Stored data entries
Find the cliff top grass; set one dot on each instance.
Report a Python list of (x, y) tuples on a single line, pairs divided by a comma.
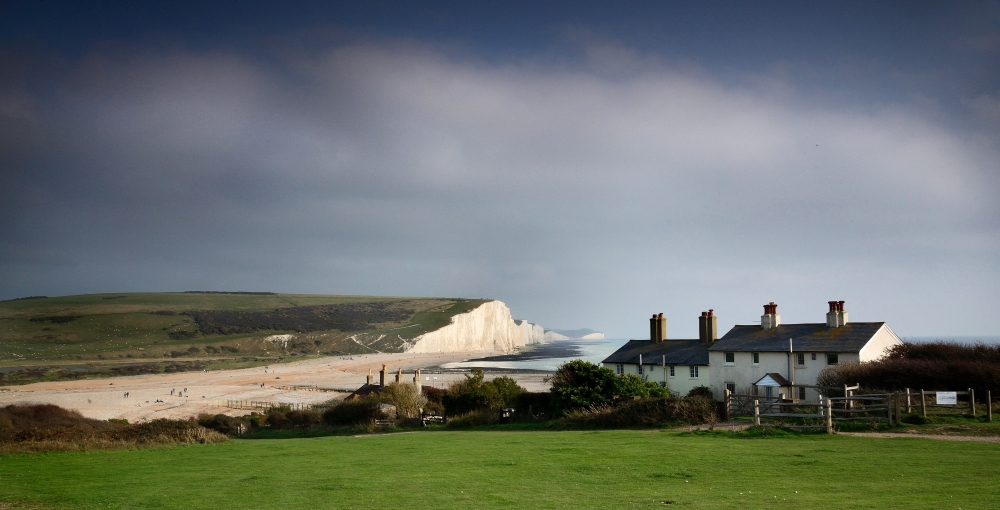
[(95, 329), (579, 469)]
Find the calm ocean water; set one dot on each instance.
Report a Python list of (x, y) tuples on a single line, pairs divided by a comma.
[(544, 357), (547, 357)]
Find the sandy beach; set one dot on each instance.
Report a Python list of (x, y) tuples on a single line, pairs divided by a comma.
[(203, 391)]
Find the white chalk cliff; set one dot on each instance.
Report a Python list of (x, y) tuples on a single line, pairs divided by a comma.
[(488, 327)]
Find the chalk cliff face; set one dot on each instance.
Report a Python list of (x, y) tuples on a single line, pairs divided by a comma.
[(488, 327), (533, 333)]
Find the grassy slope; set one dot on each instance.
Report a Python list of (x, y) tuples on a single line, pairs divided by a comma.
[(606, 469), (121, 327)]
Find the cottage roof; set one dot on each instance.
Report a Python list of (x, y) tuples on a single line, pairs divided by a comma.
[(850, 337), (772, 379), (677, 352)]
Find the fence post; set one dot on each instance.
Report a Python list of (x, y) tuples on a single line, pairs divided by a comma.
[(989, 406), (829, 417), (729, 403), (889, 400)]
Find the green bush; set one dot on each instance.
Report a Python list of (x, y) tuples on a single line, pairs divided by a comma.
[(474, 393), (580, 384), (228, 425), (648, 412)]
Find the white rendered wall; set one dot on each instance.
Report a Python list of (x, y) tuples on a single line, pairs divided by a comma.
[(488, 327)]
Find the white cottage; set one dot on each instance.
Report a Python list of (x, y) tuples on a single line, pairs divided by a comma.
[(785, 359)]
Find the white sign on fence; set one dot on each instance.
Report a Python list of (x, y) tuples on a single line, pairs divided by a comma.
[(948, 398)]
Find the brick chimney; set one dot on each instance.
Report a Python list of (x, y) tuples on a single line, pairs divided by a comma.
[(770, 319), (708, 330), (657, 328), (836, 317)]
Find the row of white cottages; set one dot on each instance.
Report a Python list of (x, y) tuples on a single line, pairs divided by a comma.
[(771, 359)]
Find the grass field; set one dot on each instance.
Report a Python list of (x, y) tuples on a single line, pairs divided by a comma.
[(488, 469), (140, 327)]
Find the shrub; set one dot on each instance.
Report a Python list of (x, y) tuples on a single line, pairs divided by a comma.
[(404, 397), (701, 391), (474, 393), (579, 384), (228, 425), (352, 412), (930, 366)]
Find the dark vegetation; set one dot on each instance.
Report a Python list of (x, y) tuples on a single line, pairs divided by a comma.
[(54, 373), (41, 427), (303, 319), (928, 366)]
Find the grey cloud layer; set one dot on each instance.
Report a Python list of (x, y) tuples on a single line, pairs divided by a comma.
[(581, 195)]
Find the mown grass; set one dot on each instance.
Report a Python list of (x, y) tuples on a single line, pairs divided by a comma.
[(597, 469)]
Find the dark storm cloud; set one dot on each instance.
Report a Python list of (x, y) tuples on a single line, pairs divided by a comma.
[(582, 191)]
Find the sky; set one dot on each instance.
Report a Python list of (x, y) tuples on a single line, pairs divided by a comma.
[(587, 163)]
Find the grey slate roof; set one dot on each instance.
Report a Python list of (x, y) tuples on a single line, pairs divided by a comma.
[(850, 337), (678, 352)]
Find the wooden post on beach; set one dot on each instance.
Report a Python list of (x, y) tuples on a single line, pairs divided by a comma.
[(829, 417)]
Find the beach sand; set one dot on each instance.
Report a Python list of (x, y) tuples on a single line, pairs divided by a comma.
[(104, 398)]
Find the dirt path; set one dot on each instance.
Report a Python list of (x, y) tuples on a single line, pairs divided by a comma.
[(942, 437), (202, 391)]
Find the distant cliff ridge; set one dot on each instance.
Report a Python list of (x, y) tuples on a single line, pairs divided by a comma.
[(487, 327), (573, 334)]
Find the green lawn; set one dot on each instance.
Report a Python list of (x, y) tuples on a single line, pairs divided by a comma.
[(486, 469)]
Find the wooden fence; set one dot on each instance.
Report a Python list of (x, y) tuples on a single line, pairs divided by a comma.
[(263, 405)]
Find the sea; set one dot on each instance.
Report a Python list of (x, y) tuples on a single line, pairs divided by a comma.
[(547, 357)]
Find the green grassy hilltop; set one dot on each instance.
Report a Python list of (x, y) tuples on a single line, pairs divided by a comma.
[(195, 330), (599, 469)]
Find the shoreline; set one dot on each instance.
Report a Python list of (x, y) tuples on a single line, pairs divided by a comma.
[(105, 398)]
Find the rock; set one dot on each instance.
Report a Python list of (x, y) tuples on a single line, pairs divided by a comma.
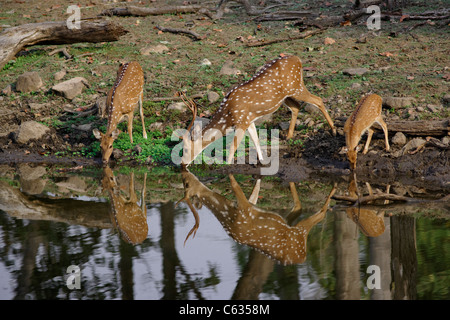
[(30, 130), (74, 183), (446, 99), (284, 125), (227, 69), (413, 145), (180, 106), (328, 40), (399, 139), (59, 75), (37, 106), (88, 127), (263, 119), (355, 71), (398, 102), (156, 126), (29, 81), (205, 62), (7, 90), (71, 88), (213, 96), (311, 109), (31, 173), (159, 48), (434, 108), (100, 103)]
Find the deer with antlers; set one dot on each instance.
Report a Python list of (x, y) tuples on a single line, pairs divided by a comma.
[(127, 216), (247, 224), (122, 99), (279, 81), (361, 120)]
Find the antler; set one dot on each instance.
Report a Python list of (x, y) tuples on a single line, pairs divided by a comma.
[(191, 105), (196, 216)]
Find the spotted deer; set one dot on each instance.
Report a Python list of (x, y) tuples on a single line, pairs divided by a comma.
[(126, 93), (127, 216), (370, 222), (279, 81), (361, 120), (247, 224)]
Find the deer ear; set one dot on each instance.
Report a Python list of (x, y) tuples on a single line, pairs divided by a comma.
[(115, 134), (196, 132), (97, 134)]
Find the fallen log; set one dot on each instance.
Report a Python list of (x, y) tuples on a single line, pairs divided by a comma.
[(303, 35), (193, 34), (143, 11), (14, 39), (414, 128)]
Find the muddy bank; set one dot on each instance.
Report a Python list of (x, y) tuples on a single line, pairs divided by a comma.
[(319, 157)]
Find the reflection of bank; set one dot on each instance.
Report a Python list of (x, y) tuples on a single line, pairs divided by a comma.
[(247, 224), (126, 215)]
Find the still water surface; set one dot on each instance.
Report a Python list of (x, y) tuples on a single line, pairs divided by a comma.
[(255, 239)]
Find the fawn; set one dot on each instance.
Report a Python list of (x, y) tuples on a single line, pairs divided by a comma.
[(280, 81), (124, 96), (361, 120)]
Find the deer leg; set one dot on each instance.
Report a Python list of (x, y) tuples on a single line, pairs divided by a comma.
[(235, 144), (143, 205), (384, 127), (255, 193), (294, 193), (294, 107), (240, 196), (254, 136), (318, 102), (141, 111), (130, 125), (369, 138)]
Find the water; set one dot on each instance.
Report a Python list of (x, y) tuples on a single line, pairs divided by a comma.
[(52, 218)]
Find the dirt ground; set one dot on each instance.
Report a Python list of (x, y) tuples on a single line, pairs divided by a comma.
[(319, 154)]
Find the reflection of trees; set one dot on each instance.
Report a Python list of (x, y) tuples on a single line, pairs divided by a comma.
[(404, 259), (177, 281)]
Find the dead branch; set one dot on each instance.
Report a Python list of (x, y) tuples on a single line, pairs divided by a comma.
[(384, 196), (14, 39), (143, 11), (415, 128), (61, 50), (176, 98), (193, 34), (303, 35), (284, 15)]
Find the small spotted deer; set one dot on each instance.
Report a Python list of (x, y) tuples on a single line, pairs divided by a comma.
[(361, 120), (263, 230), (122, 99), (127, 216), (279, 81)]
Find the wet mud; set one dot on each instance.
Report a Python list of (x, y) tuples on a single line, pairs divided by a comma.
[(320, 157)]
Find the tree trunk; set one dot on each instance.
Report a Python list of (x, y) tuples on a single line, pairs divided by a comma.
[(143, 11), (14, 39)]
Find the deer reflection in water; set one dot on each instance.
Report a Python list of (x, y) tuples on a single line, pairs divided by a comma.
[(247, 224), (126, 215), (370, 222)]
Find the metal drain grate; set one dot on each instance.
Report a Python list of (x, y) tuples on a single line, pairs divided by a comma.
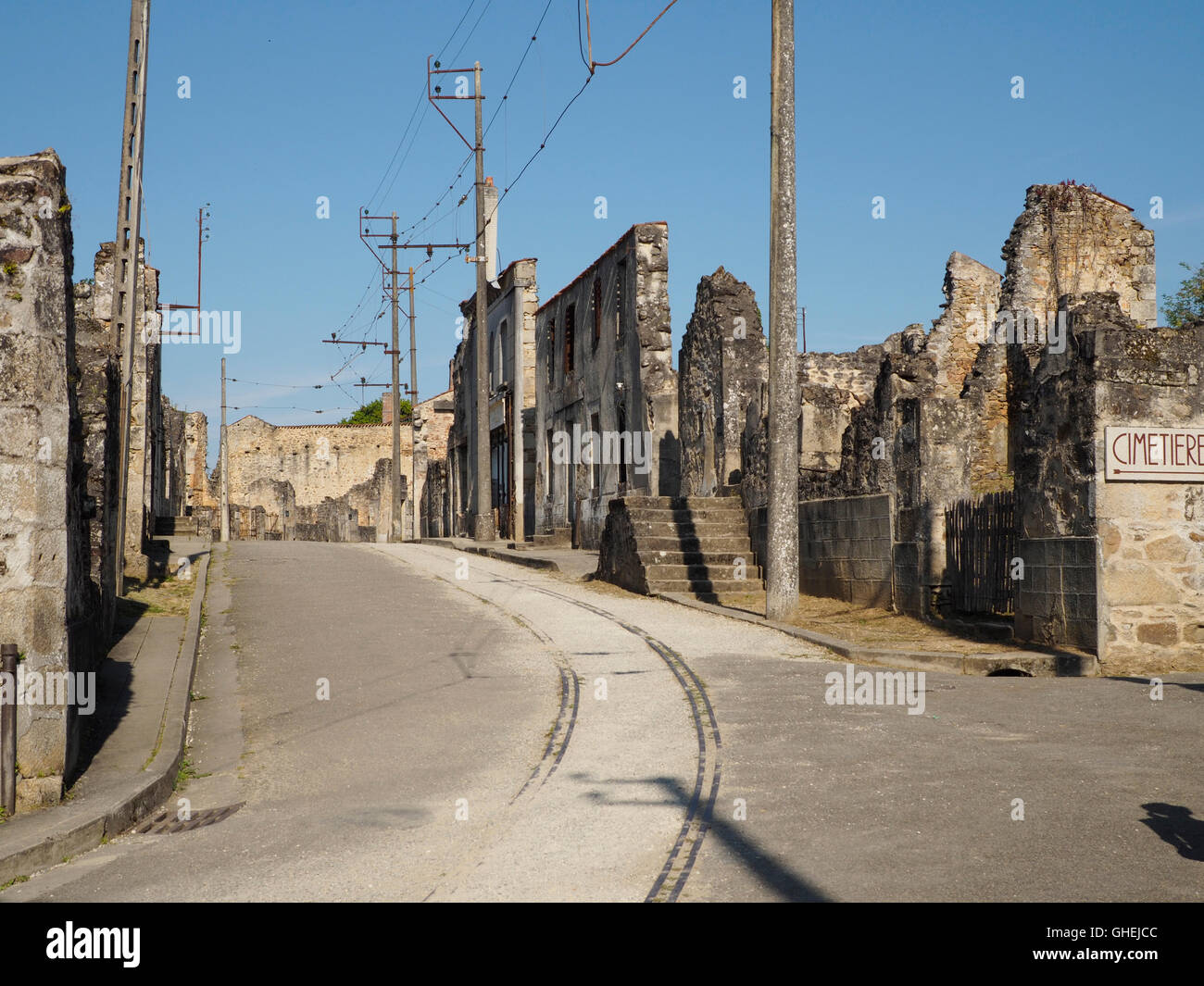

◆ **Description of the task**: Begin at the first line of the records and please reproduce every line exactly through the one containing "Find the calm", leaving all pictures out.

◆ **Task response**:
Find the cliff top grass; set one dot on each instance.
Report a Python list of (x, y) tuples on a single line, pairs divided by a comma.
[(95, 329), (579, 469)]
Find the calm ocean water; set one dot on each instance.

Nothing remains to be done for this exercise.